* INSTRUCTION: Find every line in the records below that contains the word "stove", and copy each such line in full.
— begin —
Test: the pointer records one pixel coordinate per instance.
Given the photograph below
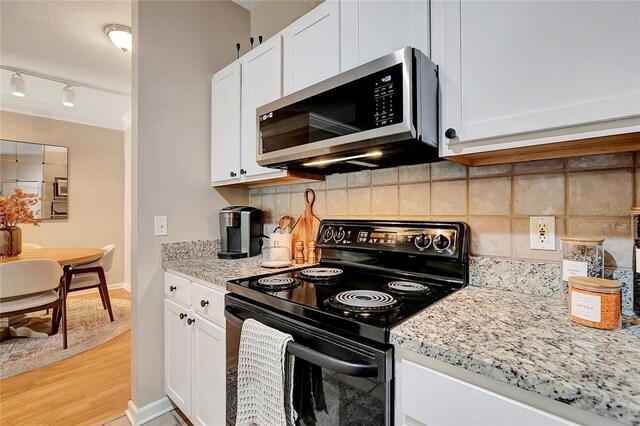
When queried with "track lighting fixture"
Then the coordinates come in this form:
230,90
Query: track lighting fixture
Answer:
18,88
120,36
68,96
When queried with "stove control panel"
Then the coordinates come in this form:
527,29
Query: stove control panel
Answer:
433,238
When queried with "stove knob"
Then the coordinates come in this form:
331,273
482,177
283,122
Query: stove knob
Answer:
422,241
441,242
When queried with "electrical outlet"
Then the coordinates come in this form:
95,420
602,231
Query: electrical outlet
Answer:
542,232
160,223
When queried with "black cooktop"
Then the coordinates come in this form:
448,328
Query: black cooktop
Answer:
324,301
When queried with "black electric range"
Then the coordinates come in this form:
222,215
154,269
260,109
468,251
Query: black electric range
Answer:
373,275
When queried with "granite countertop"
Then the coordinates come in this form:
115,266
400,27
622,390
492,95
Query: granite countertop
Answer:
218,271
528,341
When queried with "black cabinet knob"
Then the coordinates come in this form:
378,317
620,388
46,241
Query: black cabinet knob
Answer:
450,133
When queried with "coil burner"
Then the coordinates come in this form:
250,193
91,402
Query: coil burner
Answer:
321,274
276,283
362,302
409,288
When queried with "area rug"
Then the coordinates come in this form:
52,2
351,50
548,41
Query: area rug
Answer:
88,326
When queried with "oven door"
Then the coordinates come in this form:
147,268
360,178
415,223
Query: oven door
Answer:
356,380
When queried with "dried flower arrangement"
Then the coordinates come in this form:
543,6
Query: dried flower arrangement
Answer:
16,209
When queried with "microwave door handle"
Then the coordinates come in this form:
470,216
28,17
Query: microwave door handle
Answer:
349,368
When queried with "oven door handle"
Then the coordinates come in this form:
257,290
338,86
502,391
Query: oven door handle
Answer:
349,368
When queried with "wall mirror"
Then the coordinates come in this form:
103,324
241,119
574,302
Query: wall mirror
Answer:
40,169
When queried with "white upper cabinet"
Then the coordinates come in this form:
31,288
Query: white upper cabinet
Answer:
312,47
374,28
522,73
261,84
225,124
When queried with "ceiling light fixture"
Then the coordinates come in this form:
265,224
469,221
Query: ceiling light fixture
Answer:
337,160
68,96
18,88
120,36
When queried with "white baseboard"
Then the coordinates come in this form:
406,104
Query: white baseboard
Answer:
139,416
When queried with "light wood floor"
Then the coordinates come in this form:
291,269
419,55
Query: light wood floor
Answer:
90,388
— end —
— begin —
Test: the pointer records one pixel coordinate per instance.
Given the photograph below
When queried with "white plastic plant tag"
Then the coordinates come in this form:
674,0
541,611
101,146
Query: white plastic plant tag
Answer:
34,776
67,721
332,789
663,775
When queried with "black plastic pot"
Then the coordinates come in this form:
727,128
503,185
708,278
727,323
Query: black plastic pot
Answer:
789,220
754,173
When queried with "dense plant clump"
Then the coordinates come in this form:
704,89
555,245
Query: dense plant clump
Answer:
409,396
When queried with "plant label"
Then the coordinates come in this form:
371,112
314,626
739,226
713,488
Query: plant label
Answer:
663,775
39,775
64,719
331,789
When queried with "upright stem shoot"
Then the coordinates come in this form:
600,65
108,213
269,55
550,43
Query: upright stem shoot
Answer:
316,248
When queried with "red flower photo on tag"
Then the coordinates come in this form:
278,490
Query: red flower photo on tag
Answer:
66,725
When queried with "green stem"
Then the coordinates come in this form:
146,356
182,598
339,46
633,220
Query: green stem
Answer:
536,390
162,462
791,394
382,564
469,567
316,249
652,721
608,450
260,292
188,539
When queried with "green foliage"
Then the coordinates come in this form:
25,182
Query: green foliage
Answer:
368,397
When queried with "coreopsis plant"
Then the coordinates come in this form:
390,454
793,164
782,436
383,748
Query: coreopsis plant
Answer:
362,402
— end —
* WRITTEN ANSWER:
When queried with "stove control panel"
Query: stove control panel
When queried with "stove knob"
Query: stove knob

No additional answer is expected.